Gipsy Moth IV, Lively Lady and Suhaili race together at last!
Friendly races were held today in the Solent between 3 famous Round the world yachts, Gipsy Moth IV, Lively Lady and Suhaili.
This the first time these yachts have ever have been seen together under full sail.
The Boatshed.com launch was on hand to get some great photos of the action.
See all the photos below
Gipsy Moth IV
Specification Ketch. 54 × 10.5 × 7.' Tons: 11.5 disp; 18 TM. Comp.: 1. Des.: Illingworth & Primrose. Built: Camper & Nicholsons, Southampton, Eng. 1965.

------------------------------------------------------------------------

*STATED GOAL A*
Please pick out each row below that contains the string "table", treating uppercase and lowercase as different.

*RECORDS PROVIDED*
------------------------------------------------------------------------

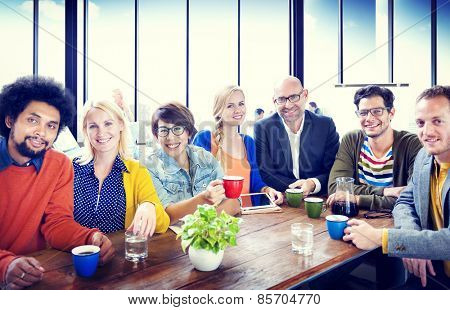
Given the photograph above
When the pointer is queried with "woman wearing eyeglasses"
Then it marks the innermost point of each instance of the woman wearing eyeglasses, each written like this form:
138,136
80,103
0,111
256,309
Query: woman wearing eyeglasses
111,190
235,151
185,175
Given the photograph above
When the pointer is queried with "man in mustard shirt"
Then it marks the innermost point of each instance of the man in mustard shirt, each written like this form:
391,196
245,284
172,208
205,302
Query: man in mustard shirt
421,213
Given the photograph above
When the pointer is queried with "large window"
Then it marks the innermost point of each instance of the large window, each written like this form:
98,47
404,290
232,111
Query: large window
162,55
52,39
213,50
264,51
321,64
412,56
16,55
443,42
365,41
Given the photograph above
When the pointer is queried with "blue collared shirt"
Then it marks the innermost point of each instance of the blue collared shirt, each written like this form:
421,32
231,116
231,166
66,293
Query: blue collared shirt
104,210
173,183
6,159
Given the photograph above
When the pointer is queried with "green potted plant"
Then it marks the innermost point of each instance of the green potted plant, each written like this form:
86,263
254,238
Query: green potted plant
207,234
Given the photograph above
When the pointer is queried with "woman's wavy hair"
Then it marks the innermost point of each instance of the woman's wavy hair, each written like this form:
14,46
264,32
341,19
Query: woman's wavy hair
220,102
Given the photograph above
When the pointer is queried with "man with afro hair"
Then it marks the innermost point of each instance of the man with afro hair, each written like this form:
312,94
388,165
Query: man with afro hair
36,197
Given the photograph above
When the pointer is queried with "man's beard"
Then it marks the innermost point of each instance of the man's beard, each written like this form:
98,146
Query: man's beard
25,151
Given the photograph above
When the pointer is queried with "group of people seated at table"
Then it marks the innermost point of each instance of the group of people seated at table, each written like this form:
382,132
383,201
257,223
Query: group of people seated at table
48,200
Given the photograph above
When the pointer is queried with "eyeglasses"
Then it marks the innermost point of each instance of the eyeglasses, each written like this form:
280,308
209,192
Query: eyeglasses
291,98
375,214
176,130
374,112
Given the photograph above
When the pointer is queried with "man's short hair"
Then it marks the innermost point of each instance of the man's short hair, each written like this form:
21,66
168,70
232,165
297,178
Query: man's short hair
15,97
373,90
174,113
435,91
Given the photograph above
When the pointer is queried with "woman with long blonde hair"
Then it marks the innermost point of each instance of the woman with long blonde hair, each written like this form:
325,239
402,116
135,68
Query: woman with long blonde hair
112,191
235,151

------------------------------------------------------------------------

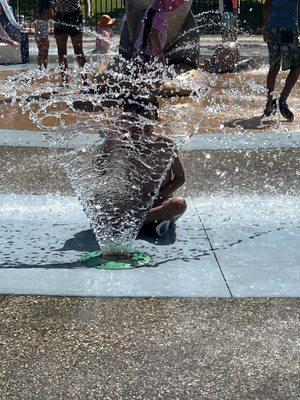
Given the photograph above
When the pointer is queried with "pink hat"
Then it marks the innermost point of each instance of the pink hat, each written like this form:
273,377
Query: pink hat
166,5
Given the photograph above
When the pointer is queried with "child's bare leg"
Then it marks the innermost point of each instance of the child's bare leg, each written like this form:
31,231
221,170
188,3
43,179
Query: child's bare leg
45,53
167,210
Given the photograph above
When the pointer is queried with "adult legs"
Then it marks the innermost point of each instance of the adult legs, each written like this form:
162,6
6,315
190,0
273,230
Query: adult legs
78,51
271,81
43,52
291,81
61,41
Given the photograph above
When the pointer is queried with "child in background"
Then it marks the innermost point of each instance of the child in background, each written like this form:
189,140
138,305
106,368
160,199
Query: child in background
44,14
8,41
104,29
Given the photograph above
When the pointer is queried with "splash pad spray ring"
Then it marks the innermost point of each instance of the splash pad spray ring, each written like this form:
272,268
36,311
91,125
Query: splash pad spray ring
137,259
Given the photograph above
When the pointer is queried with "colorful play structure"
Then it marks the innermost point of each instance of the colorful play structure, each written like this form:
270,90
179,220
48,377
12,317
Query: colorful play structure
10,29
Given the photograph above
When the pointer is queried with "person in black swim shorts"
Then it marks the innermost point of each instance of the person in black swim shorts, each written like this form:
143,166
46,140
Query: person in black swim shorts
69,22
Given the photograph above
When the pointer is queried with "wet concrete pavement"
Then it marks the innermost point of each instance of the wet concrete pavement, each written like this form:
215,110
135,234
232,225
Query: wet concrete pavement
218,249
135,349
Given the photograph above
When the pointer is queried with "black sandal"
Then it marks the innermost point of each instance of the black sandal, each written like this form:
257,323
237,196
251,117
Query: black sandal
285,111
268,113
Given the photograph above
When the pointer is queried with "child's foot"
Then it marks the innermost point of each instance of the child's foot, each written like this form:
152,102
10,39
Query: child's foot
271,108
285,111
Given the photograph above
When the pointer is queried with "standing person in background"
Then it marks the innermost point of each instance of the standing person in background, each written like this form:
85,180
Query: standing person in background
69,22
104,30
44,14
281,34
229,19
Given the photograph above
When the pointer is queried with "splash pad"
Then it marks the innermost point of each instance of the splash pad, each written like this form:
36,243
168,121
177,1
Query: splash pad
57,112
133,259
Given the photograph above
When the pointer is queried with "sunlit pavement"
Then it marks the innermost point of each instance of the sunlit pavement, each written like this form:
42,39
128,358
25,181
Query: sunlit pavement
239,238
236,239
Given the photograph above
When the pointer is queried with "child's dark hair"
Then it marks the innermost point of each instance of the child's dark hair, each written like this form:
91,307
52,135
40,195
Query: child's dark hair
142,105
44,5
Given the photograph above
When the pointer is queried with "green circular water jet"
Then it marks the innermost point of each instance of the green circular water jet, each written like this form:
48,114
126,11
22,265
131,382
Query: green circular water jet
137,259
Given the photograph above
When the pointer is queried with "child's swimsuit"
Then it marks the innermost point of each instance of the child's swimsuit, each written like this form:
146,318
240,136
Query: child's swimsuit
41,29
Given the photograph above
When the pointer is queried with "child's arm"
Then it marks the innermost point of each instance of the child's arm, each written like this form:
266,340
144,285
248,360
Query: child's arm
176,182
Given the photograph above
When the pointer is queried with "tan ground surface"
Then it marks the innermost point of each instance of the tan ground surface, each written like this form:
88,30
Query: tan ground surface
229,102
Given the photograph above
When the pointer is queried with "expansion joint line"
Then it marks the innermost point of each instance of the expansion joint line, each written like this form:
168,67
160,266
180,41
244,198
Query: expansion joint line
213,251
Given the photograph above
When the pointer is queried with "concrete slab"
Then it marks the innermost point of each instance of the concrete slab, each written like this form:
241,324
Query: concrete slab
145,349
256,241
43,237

------------------------------------------------------------------------

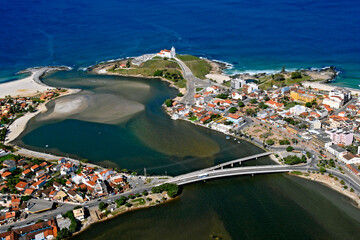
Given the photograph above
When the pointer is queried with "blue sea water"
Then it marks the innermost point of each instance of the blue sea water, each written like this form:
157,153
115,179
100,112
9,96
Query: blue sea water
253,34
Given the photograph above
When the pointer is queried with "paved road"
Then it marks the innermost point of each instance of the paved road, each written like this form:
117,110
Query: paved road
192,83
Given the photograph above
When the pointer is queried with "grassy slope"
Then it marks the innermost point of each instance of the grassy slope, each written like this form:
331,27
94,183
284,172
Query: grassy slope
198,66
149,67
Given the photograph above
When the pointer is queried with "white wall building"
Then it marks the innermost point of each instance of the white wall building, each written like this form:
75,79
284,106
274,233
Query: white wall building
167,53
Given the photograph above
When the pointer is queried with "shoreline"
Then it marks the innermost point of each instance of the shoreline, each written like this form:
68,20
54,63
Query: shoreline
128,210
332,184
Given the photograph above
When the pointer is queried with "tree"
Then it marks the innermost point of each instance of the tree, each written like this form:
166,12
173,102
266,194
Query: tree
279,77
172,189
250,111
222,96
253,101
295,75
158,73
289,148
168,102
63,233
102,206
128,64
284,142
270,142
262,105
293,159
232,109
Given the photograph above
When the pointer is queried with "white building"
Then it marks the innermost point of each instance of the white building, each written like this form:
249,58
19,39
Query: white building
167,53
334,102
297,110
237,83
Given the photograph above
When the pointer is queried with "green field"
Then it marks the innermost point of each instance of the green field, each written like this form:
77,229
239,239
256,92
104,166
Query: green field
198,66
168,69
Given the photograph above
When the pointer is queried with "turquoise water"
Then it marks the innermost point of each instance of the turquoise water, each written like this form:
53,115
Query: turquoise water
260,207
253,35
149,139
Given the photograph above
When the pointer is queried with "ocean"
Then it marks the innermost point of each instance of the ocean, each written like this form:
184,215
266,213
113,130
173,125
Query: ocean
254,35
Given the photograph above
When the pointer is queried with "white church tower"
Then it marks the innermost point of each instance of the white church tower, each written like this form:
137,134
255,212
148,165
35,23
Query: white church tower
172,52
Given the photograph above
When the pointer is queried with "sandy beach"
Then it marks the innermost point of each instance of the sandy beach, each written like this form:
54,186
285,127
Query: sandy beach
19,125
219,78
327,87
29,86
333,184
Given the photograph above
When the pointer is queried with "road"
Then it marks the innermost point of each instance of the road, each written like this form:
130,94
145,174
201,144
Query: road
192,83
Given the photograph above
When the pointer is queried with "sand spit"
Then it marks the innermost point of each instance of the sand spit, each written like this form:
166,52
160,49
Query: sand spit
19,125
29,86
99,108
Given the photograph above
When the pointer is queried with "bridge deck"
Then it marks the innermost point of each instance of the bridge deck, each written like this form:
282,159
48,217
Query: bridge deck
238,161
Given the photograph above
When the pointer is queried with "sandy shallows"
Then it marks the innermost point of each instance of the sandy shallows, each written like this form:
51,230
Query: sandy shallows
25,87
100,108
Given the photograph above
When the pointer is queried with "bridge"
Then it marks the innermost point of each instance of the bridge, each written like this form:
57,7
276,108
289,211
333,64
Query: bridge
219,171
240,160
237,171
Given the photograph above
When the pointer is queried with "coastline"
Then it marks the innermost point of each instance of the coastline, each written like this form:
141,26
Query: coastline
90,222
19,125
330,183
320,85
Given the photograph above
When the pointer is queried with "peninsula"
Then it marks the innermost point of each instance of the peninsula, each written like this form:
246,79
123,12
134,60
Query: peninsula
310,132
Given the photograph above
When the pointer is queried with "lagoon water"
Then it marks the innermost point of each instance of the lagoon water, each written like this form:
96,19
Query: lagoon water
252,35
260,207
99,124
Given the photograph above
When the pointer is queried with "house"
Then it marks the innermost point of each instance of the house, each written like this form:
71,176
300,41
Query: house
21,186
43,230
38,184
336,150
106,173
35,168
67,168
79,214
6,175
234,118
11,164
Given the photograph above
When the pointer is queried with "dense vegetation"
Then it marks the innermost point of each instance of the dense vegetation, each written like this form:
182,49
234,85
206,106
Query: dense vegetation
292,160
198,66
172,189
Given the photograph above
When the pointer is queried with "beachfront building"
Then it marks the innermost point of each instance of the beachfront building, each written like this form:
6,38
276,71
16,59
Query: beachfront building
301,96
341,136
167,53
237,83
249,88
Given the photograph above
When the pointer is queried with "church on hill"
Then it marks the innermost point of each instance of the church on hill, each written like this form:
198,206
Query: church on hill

------------------------------------------------------------------------

*STATED GOAL B*
In the yacht race report, who built Gipsy Moth IV, and in what year?

*RIGHT ANSWER A*
When the pointer is queried with "group of people seated at table"
Then it marks the innermost point of each instance of the group of people seated at table, each written like this form:
Query: group of people seated at table

*RIGHT ANSWER B*
Camper & Nicholsons, Southampton, built it in 1965.